#### Task brief
Repeat precisely the span of lines below that opens with the line containing "POINT: one per instance on the paved" and closes with the line containing "POINT: one per instance on the dead shrub", both included.

#### Dataset entries
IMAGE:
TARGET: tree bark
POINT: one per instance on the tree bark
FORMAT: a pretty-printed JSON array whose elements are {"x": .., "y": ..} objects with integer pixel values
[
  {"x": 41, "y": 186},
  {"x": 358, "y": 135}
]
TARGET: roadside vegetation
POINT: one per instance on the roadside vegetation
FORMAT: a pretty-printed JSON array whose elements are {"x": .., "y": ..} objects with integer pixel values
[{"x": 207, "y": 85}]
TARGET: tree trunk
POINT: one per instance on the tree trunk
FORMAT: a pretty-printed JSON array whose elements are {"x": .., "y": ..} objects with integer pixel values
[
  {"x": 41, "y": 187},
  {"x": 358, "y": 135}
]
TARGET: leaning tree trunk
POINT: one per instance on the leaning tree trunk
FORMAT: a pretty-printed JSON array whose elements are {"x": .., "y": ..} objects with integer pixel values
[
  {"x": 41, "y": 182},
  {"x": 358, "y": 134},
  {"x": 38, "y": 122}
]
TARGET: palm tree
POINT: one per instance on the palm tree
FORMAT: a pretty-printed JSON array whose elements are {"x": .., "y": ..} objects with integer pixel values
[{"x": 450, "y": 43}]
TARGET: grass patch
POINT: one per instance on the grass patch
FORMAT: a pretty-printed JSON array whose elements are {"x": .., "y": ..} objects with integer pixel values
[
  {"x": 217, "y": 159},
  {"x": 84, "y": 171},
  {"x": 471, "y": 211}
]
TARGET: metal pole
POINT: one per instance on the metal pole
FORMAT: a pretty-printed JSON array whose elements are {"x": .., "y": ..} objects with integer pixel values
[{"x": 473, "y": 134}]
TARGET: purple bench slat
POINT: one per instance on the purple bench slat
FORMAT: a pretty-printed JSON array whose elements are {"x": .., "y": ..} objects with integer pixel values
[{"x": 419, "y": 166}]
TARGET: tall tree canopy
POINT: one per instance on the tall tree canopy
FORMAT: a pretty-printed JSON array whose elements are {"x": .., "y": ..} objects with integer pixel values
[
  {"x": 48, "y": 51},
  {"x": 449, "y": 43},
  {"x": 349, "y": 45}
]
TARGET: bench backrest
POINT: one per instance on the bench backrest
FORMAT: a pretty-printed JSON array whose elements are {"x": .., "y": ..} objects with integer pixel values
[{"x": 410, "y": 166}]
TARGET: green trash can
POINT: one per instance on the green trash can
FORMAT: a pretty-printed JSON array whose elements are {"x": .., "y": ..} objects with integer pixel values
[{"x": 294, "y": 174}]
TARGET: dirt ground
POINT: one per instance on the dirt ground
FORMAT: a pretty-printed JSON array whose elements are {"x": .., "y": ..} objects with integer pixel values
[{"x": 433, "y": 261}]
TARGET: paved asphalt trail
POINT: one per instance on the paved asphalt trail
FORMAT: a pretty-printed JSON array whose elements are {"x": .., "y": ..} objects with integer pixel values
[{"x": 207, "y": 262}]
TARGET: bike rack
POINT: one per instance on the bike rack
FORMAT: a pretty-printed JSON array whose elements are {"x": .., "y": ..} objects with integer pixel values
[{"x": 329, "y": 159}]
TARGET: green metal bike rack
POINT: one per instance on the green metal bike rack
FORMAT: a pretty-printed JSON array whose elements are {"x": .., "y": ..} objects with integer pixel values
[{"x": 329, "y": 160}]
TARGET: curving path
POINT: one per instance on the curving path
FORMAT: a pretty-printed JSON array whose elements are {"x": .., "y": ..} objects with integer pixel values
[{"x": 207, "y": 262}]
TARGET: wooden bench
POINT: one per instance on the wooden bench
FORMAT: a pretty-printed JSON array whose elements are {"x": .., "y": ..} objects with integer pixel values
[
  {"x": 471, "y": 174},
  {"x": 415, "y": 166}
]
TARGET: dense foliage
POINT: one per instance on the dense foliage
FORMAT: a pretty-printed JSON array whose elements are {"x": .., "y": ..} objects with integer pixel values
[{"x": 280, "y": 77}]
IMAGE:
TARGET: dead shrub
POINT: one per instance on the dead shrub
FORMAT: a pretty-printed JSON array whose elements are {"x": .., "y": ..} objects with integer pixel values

#### Task result
POINT: one per instance on the paved asphalt trail
FORMAT: a pretty-printed JSON array whose elements are {"x": .., "y": ..} objects with integer pixel values
[{"x": 207, "y": 262}]
TARGET: bike rack
POINT: one per instance on the bike rack
FORMAT: a pretty-printed JSON array whose elements are {"x": .., "y": ..} objects with integer pixel values
[{"x": 329, "y": 159}]
TARGET: green metal bike rack
POINT: one per instance on the green metal bike rack
FORMAT: a pretty-printed JSON array whose elements are {"x": .., "y": ..} objects with integer pixel values
[{"x": 329, "y": 160}]
TARGET: curving path
POINT: one per instance on the curving path
FORMAT: a pretty-printed JSON array whose elements are {"x": .., "y": ..} objects with integer pixel values
[{"x": 207, "y": 262}]
TARGET: wooden bench
POINT: one per instance on the wooden bench
FORMAT: a pretty-printed JSON array whose elements are {"x": .., "y": ..} objects with integer pixel values
[
  {"x": 471, "y": 174},
  {"x": 415, "y": 166}
]
TARGET: dense foliage
POINT: one per instance on the dense foliage
FORMAT: a pretty-printed JSON array whose elements are {"x": .., "y": ..} objects with integer pixel values
[{"x": 280, "y": 77}]
IMAGE:
TARGET: dead shrub
POINT: one per instance on the dead shrub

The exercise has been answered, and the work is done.